- [WHAT YOU HAVE TO DO]:
Rewrite the material between the lines holding "Could you tag the white parked" and "point(10, 261)", inclusive, keeping the requests and sample outputs as they are. Shift each answer coordinate by -120.

--*--

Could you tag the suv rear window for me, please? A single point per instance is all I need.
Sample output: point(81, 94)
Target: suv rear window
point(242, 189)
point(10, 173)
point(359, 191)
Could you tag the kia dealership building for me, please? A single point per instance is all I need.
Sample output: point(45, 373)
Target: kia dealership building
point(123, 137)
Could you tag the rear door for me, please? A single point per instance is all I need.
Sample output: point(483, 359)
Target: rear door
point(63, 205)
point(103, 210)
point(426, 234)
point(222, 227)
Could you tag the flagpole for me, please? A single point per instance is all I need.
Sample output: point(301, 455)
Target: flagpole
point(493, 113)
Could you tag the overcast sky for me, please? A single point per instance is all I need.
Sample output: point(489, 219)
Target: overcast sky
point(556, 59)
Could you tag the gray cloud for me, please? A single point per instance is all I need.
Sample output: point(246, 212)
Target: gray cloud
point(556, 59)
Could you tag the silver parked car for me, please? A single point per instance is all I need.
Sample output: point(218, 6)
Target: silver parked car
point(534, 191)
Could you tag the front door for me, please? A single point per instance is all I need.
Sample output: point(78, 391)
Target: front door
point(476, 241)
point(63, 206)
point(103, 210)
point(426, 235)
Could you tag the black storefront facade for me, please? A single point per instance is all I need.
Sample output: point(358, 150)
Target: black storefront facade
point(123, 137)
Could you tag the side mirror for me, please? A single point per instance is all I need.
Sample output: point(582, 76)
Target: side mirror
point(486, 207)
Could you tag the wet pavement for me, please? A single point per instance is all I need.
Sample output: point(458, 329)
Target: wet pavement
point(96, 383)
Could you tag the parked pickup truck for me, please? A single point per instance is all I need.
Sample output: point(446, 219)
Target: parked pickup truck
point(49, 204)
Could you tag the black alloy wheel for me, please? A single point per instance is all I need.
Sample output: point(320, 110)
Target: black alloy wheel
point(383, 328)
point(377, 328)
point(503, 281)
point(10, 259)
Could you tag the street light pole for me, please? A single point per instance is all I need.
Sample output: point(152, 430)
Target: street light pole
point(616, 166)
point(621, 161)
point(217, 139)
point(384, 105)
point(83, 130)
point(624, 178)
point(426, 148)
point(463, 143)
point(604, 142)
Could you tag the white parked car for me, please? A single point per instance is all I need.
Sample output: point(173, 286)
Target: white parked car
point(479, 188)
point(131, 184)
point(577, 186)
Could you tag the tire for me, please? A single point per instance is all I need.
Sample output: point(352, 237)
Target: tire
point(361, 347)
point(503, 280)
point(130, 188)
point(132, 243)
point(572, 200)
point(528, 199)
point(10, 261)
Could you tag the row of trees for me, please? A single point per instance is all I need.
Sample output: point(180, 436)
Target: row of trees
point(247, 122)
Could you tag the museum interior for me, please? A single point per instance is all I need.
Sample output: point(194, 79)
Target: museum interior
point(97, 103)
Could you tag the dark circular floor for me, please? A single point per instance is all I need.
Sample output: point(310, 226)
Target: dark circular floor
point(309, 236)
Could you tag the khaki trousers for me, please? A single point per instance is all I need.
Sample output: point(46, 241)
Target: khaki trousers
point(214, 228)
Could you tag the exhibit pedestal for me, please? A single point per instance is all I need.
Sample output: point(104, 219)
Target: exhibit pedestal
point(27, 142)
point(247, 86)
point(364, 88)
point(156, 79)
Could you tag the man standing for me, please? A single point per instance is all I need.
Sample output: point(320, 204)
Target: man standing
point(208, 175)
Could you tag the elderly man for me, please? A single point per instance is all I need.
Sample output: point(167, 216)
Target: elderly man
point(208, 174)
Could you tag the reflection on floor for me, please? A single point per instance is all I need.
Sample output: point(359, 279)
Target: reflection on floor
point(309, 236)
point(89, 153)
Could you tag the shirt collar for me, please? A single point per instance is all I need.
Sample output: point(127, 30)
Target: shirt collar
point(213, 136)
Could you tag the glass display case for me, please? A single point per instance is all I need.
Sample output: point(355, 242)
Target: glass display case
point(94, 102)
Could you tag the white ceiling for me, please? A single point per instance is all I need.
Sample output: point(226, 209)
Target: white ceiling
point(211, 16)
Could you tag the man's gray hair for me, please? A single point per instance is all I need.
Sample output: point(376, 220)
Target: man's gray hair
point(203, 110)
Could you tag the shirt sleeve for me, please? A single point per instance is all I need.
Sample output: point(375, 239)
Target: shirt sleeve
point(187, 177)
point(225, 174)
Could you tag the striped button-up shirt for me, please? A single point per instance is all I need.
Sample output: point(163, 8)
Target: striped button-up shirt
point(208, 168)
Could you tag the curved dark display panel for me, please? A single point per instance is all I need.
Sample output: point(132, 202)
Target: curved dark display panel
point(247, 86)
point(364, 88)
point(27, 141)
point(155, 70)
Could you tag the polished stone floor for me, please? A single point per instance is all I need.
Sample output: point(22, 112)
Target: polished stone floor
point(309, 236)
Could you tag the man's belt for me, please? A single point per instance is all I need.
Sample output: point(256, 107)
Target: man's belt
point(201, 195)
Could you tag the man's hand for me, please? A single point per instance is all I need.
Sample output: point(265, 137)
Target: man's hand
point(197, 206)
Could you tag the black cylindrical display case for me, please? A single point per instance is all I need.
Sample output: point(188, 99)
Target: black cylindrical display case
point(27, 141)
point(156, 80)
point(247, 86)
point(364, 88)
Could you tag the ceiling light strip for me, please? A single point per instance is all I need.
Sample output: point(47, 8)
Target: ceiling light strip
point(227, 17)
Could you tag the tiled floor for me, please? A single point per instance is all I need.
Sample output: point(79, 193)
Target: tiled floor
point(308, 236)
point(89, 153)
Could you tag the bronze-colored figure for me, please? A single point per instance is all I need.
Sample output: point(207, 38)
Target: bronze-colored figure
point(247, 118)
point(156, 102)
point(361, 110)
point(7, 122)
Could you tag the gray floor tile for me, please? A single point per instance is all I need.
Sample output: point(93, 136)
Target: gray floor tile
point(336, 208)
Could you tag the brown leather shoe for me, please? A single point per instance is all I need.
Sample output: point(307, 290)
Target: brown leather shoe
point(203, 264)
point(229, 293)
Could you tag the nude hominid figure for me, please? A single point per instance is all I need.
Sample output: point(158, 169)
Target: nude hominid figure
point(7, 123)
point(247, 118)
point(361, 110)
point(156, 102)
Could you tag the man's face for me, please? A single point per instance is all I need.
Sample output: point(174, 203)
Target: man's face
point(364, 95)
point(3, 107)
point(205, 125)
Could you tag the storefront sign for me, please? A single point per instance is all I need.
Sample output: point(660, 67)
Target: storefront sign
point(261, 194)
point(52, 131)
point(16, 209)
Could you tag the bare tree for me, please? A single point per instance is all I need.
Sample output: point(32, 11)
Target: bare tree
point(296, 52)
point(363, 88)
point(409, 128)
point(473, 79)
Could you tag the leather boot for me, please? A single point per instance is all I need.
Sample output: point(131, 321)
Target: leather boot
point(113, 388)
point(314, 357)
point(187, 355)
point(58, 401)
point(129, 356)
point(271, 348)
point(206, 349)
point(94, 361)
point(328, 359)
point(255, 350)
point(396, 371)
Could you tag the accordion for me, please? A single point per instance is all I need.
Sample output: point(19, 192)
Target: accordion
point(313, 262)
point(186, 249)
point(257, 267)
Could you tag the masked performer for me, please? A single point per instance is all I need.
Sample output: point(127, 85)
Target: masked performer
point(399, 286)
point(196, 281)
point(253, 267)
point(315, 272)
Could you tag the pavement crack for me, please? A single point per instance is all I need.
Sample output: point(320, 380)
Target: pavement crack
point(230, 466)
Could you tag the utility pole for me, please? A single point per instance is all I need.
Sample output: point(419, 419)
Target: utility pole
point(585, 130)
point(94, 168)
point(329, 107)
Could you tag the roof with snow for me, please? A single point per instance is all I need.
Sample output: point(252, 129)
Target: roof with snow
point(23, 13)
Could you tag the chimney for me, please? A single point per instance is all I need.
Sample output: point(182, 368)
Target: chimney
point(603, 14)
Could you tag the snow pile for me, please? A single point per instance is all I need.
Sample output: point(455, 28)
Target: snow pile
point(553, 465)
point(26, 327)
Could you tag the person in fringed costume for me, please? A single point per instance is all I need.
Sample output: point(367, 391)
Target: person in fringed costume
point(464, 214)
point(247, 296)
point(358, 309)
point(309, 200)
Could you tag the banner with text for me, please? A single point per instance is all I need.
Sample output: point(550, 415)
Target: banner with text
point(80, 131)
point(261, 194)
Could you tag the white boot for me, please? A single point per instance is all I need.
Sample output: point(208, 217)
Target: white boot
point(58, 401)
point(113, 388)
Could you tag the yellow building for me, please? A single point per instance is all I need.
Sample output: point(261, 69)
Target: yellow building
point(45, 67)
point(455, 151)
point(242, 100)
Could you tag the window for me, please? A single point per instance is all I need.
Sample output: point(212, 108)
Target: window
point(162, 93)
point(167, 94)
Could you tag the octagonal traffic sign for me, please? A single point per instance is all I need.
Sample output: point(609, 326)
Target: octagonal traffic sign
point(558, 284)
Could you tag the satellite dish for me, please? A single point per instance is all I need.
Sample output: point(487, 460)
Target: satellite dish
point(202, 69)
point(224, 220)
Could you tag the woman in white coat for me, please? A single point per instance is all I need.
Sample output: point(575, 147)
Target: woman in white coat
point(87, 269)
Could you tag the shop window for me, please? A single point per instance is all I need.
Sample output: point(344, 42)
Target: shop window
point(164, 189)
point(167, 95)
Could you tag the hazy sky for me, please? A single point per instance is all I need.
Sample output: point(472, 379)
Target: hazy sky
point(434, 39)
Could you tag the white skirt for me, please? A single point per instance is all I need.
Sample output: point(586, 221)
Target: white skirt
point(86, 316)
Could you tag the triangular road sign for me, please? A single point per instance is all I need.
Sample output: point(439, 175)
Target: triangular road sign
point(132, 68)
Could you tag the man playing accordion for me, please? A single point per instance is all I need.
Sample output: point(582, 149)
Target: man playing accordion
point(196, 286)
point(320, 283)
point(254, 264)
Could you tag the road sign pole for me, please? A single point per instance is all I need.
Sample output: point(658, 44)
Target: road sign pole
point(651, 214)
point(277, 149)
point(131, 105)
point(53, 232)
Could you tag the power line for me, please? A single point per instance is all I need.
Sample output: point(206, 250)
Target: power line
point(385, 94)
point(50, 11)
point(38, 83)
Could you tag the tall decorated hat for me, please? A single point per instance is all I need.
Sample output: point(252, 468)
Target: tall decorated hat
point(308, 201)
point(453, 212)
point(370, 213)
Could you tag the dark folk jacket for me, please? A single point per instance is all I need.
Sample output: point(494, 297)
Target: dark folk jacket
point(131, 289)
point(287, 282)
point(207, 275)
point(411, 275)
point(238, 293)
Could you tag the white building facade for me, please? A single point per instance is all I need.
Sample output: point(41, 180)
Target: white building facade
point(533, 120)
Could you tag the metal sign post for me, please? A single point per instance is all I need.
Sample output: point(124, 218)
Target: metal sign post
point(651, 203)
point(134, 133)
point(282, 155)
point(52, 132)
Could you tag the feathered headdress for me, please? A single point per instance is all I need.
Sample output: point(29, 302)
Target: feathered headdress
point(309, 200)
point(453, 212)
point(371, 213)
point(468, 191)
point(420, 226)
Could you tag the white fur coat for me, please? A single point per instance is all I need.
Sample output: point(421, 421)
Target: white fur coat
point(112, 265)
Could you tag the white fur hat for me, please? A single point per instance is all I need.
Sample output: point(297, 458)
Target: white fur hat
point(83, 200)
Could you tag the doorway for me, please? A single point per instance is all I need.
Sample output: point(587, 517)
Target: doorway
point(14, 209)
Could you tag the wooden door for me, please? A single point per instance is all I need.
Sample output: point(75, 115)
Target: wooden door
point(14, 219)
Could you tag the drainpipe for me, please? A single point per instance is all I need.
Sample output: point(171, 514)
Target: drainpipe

--*--

- [OUTPUT OF THE TASK]:
Could you tag the white parked car for me, please? A single point per instance is all I need.
Sample output: point(173, 286)
Target: white parked car
point(359, 68)
point(11, 64)
point(457, 66)
Could you tag the tire for me, please? A single point per instance is all I need.
Sample output: point(352, 237)
Target: tire
point(241, 227)
point(383, 160)
point(10, 68)
point(12, 123)
point(452, 80)
point(408, 79)
point(-110, 141)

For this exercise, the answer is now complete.